Problem description
Set out every line of the records below as a Markdown table with the columns Row and Text, numbering the rows and leaving out blank lines. Omit the pictures.
-*-*-
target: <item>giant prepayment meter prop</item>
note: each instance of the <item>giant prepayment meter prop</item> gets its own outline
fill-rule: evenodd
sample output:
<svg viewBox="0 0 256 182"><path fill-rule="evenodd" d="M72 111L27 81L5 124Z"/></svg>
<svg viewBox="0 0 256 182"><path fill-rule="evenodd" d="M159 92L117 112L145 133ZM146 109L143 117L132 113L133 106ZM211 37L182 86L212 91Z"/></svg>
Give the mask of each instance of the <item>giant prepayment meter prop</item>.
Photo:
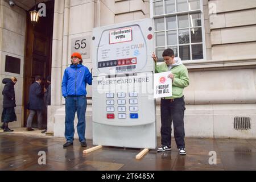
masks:
<svg viewBox="0 0 256 182"><path fill-rule="evenodd" d="M93 30L93 143L155 148L152 19Z"/></svg>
-*-*-
Exercise output
| Row | Text |
|---|---|
| 1 | target: <item>giant prepayment meter prop</item> |
| 2 | note: each instance of the <item>giant prepayment meter prop</item> gets its own outline |
| 3 | fill-rule: evenodd |
| 4 | sample output: |
| 5 | <svg viewBox="0 0 256 182"><path fill-rule="evenodd" d="M72 111L27 81L5 124Z"/></svg> |
| 6 | <svg viewBox="0 0 256 182"><path fill-rule="evenodd" d="M159 92L117 112L145 133ZM146 109L143 117L132 113L133 106ZM211 37L182 86L212 91Z"/></svg> |
| 7 | Give the mask of each instance of the <item>giant prepayment meter prop</item>. |
| 8 | Photo: |
| 9 | masks: |
| 10 | <svg viewBox="0 0 256 182"><path fill-rule="evenodd" d="M93 30L93 143L155 148L152 19Z"/></svg> |